** Opening Given records block **

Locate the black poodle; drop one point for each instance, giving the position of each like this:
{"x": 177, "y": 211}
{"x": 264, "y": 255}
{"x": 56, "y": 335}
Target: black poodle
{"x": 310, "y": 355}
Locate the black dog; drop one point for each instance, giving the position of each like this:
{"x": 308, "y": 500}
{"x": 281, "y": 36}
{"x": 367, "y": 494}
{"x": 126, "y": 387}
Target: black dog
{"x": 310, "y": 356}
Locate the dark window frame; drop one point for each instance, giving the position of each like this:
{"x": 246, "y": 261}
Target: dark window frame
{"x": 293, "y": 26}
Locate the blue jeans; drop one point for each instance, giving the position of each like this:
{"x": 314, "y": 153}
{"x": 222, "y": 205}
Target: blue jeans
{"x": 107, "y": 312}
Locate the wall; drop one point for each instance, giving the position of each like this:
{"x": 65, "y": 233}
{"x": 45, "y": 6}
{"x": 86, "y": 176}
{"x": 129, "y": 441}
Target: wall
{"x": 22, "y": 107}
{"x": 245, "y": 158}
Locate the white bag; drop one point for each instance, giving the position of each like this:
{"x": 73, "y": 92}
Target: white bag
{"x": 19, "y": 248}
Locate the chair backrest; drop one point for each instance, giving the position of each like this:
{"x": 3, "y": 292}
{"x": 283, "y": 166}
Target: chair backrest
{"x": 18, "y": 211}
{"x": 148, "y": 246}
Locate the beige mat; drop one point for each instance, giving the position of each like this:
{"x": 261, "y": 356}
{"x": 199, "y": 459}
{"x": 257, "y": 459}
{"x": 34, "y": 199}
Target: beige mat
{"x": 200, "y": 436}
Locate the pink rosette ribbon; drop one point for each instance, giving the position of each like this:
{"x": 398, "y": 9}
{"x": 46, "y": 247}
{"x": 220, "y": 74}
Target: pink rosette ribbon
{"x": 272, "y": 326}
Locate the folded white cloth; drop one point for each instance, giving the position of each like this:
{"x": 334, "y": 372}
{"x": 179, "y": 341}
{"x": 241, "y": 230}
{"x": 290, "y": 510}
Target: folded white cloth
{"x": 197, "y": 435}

** Closing Given records block **

- Instructions for the task: Reproduce each line of the material above precisely.

- Problem solution:
Locate the black poodle; drop one point for each instance, giving the position of each like this:
{"x": 177, "y": 211}
{"x": 264, "y": 255}
{"x": 56, "y": 335}
Target: black poodle
{"x": 310, "y": 355}
Locate the black dog; drop one point for each instance, giving the position of each like this:
{"x": 308, "y": 500}
{"x": 281, "y": 36}
{"x": 367, "y": 494}
{"x": 126, "y": 387}
Target: black dog
{"x": 310, "y": 356}
Locate the dark window frame; drop one point for each instance, giving the position of each like this:
{"x": 246, "y": 261}
Target: dark window frame
{"x": 293, "y": 26}
Locate the blue jeans; drop one point for each instance, giving the position of each like this:
{"x": 314, "y": 153}
{"x": 222, "y": 205}
Target: blue jeans
{"x": 107, "y": 312}
Locate the wall; drop one point for each instance, giving the position of each like this:
{"x": 65, "y": 233}
{"x": 45, "y": 6}
{"x": 86, "y": 176}
{"x": 129, "y": 441}
Target: wall
{"x": 22, "y": 107}
{"x": 245, "y": 158}
Locate the white bag; drop one point for each instance, giving the position of each like this:
{"x": 73, "y": 92}
Target: white bag
{"x": 19, "y": 248}
Locate the chair backrest; drop one point for each instance, giving the position of each like this:
{"x": 3, "y": 292}
{"x": 283, "y": 166}
Target: chair backrest
{"x": 18, "y": 211}
{"x": 148, "y": 246}
Locate the beige mat; drop one point for each instance, giving the position of each like this:
{"x": 261, "y": 356}
{"x": 199, "y": 459}
{"x": 257, "y": 459}
{"x": 34, "y": 199}
Target: beige mat
{"x": 200, "y": 436}
Locate the pink rosette ribbon; drop one point for each instance, giving the position of each like this:
{"x": 398, "y": 9}
{"x": 46, "y": 247}
{"x": 220, "y": 74}
Target: pink rosette ribbon
{"x": 272, "y": 326}
Locate the folded white cloth; drop one point for each instance, giving the position of each like this:
{"x": 334, "y": 372}
{"x": 179, "y": 341}
{"x": 241, "y": 230}
{"x": 290, "y": 510}
Target: folded white cloth
{"x": 197, "y": 435}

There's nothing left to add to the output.